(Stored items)

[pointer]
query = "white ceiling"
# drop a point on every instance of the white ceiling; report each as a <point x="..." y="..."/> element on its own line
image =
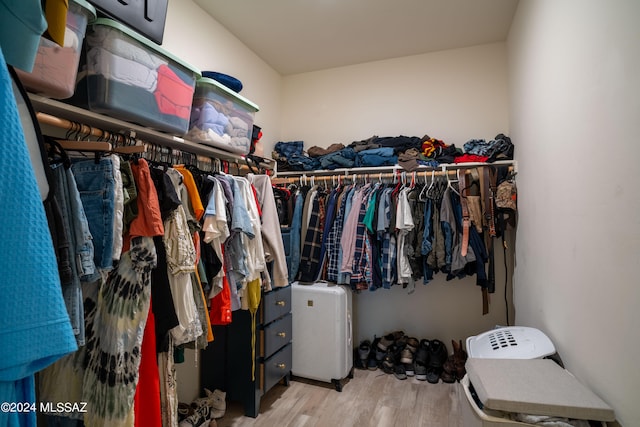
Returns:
<point x="296" y="36"/>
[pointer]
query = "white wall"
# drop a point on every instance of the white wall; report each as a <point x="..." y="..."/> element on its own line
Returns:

EXERCISE DESCRIPTION - Each line of the records that contains the string "ceiling" must be copied.

OUTPUT BELOW -
query = "white ceiling"
# drop a point on every instance of the white ceiling; report each as a <point x="..." y="..."/> element on its own line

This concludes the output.